→ **TO DO**
The data beneath this task has to be reprinted character for character.

Start of RECORD EXTRACTS

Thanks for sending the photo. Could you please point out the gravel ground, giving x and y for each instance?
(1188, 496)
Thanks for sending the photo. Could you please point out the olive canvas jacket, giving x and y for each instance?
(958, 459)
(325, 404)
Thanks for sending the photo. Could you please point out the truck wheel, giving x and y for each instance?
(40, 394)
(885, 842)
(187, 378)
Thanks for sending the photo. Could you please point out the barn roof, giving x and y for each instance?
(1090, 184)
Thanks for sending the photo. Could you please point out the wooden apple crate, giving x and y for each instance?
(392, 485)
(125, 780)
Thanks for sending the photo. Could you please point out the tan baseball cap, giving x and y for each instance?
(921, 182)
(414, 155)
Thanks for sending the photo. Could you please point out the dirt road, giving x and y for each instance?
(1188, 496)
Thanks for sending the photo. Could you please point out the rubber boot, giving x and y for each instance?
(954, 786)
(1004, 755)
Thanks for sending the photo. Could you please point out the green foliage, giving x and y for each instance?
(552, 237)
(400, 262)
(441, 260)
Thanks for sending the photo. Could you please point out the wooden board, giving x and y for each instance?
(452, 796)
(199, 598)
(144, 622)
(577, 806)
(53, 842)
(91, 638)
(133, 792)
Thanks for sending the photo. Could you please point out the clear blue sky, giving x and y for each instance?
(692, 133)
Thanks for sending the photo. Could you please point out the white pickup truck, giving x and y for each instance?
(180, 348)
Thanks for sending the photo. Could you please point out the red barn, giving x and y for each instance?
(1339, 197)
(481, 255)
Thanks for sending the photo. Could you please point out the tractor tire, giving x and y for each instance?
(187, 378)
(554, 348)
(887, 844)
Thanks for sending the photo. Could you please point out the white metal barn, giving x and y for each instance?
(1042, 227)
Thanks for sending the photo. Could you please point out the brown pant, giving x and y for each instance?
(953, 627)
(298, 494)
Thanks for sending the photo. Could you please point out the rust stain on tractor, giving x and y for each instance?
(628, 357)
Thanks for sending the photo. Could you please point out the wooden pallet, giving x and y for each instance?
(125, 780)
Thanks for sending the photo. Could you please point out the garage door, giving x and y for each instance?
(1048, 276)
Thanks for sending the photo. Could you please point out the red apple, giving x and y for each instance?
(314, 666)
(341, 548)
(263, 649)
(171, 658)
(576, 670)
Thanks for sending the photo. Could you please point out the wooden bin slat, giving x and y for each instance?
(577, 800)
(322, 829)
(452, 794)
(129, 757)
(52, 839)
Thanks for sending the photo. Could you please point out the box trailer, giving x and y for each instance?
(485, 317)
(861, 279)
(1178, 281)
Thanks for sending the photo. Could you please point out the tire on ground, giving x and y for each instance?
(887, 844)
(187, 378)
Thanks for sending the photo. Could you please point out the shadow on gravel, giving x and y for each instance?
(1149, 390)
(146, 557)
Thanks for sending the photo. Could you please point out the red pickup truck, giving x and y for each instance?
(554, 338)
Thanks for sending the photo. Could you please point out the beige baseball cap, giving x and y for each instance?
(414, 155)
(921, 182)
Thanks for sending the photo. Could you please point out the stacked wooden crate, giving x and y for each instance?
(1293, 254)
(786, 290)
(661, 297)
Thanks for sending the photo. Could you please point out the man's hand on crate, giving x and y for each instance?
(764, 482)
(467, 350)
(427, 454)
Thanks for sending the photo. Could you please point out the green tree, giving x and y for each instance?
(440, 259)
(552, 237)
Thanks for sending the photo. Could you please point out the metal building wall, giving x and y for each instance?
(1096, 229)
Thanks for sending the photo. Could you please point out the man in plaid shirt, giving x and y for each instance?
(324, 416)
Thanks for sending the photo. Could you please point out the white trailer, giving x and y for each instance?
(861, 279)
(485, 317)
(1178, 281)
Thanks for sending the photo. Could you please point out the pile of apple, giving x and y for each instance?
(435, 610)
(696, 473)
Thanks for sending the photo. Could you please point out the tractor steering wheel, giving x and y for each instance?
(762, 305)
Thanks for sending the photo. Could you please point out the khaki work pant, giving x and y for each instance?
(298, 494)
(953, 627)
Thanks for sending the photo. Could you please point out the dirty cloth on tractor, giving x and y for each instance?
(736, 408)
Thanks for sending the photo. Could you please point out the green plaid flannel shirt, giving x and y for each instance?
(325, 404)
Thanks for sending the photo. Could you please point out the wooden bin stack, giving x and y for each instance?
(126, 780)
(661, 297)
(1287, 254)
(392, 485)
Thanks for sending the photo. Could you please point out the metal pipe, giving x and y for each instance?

End of RECORD EXTRACTS

→ **WRITTEN RESPONSE**
Thanks for sending the photo. Could you please point out the gravel ground, giving x and y for each instance?
(1188, 496)
Thanks for sending the photo. Could you please point out the olive canvas jacket, giving x and y for each instance?
(958, 459)
(325, 404)
Thanks for sending the photo. Could you please point out the truck wheel, giving x and y for each instance?
(40, 394)
(885, 842)
(187, 378)
Thanks for sending the photo. Could you please point out the barn roof, giving x and y for each instance?
(1090, 184)
Thanks for sending the photo. Could you please point out the wooden apple crate, giving x and y for each instance?
(392, 485)
(125, 780)
Thanks for sending the photo. Could you please point out the tan baseball cap, giving x and y for each instance?
(921, 182)
(414, 155)
Thanks for sending the photo. Could you please point out the dirt road, giving x and y for each instance?
(1188, 496)
Thanks for sending the photo. Could you please point out the rubber boot, giving x and y for each instance?
(954, 786)
(1004, 755)
Thanks for sending the photo. Could you please point out the green foliage, giving x and y for each instance?
(552, 237)
(400, 262)
(441, 260)
Thanks for sending the photo. Could you please point out the wooden board, giving x and y for each instance?
(452, 796)
(199, 598)
(144, 622)
(577, 806)
(53, 842)
(91, 638)
(133, 792)
Thanks for sending the photo. Could you please point out the clear blue sky, giving x and y for each instance?
(692, 133)
Thanks for sending the photo. Could you please point out the white pickup truck, giving x and y for each instance?
(180, 348)
Thanks for sending the photo. Could you please point out the red barn, giving x and y for each instance?
(1339, 197)
(481, 255)
Thanks for sending the photo. Could you please point out the tractor tire, giving x and y for each instance?
(187, 378)
(554, 348)
(887, 844)
Thanks for sending the photo. Could you please point out the white metal barn, giving x and y for each instance?
(1042, 227)
Thanks for sending the photo. Could you please point out the brown pant, giving x and y for each instance?
(953, 627)
(298, 494)
Thanks for sending the photo. Could you please point out the rust stain on tractor, giving x and y for each instance?
(628, 357)
Thanks for sending the photo. Could you please point out the wooden pallet, giving x and y for each instance?
(125, 780)
Thanks for sending the photo. Could you please point out the garage door, giving x and y for each instance?
(1048, 276)
Thanks for sending the photo. Could you please point out the red apple, giving x and y for each instance?
(314, 666)
(341, 548)
(263, 649)
(171, 658)
(576, 670)
Thanks for sending the photo. Could you please point out the wooden bin slat, giving x and y for each instance?
(577, 800)
(322, 829)
(452, 794)
(129, 757)
(52, 839)
Thanks for sending the photo. Could you please point out the box trailer, giving x and y for each instance?
(485, 317)
(861, 279)
(1178, 281)
Thanks for sending the photo. Could you please point out the tire on ground, giving x and y for each instance?
(887, 844)
(187, 378)
Thanks for sending the photo. Could you please point out the shadow on gravel, giving x and y for each instance?
(1149, 390)
(146, 557)
Thanks for sending the photo. Could you please point out the red pickup truck, giving x and y for each instance?
(554, 338)
Thanks for sending the photo. Could you please point out the beige baseball cap, giving x and y for each instance?
(414, 155)
(921, 182)
Thanks for sending the photo. Could you please point out the stacked wooden crate, giving x and y for each instance?
(1293, 254)
(786, 290)
(661, 297)
Thanks for sending the photo. Could you please point out the man's hand on crate, giving x and y for each instance?
(764, 482)
(467, 350)
(427, 454)
Thanks for sending the photo. Could you please point out the green tree, giving x and y for each instance?
(440, 259)
(552, 237)
Thanks for sending the photo. Could you please point out the metal building wall, giving x and y for each instance?
(1096, 229)
Thanks for sending the photo. Could you please point out the man in plaid shirt, giving x and y for each instance?
(324, 416)
Thanks for sending the photo. Could you please point out the white trailer, giving x and y for each instance?
(861, 279)
(485, 317)
(1178, 281)
Thanks for sending the photo. Could you please point out the pile of apple, giving x and y for each instance?
(435, 610)
(696, 473)
Thanks for sending the photo. Could you please point out the tractor steering wheel, giving x and y for each instance?
(762, 305)
Thanks for sending the photo. Could you please point out the khaki work pant, giving x and y for each instance?
(298, 494)
(953, 627)
Thanks for sending the photo. Could you please point out the dirty cloth on tractor, giving x and y for each instance?
(736, 408)
Thanks for sending the photo. Could you please point out the green plaid flannel shirt, giving x and y for each instance?
(325, 404)
Thanks for sending the photo. Could you please point out the wooden bin stack, giving x and y for each instance?
(126, 780)
(661, 297)
(1287, 254)
(392, 485)
Thanks for sending the photo. Could you please point out the metal pipe, giving x and y for each instance?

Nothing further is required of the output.